• [ACTIVITY]: In the text about diplomats, what did former US President Donald Trump do without letting his embassies know?

You might find this laughable but look at the upside. The savings in real estate and the substantial costs of maintaining diplomats across the globe would be immense. The vast palaces for the embassies and the consulates and residences that the government pays for, the cars and the flights and the retainers and the support staff come to a sizeable sum.

Fatoumatta: Just the party circuit and the bill for entertaining would be worth a king’s ransom. However, if one is truly serious, do we need this service and the recorded achievements? For example, former US President Donald Trump showed how diplomats are passé in their present form. He directly called world leaders without letting his embassies know. What would happen if it was genuinely downsized? Diplomatic immunity would be a thing of the past. All those secret pouches and bags would also be open to checks. Diplomats would have to stand in line at airports, and all this reciprocal stuff of this global and exclusive club would be a thing of the past. Even the recalling of the Ambassador in a moment of hostility has lost its edge. So, sure, take him and one empty house, and let us turn it into a hotel. There has to be a balance between exorbitant luxury in a world blasted by poverty and political gain that is not particularly dramatic.

Fatoumatta: President Barrow alone cannot do everything. It is a shame that diplomats do not have international relations knowledge, experience, and public policy. The real shame is the lazy senators who cannot ask the tough questions. How can singing the national anthem and naming state and capital be the questions Gambian diplomats are answering to qualify as representatives of the Gambia in Washington, Berlin, London, Tokyo, China, Cairo, in Vienna? Are they going to be reciting anthems and pledges in those places? A lot is wrong with the Gambia.

• [DATASET]:
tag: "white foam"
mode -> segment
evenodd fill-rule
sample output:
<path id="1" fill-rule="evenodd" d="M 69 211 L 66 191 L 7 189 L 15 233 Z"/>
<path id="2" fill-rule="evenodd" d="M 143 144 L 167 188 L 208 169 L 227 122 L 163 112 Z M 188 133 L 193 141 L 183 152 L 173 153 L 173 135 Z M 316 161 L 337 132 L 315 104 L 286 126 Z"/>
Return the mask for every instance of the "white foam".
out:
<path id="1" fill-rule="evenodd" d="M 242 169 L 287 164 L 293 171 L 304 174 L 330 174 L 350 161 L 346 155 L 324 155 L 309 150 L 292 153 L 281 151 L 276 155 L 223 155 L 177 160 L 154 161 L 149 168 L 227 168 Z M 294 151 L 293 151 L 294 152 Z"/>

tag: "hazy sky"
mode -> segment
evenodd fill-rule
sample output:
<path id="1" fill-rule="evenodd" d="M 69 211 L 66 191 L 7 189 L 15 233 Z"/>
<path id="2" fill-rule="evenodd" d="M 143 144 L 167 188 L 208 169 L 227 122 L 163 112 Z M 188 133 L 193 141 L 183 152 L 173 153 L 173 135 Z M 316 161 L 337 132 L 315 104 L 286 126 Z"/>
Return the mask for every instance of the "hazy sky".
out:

• [SOLVED PROBLEM]: He directly called world leaders.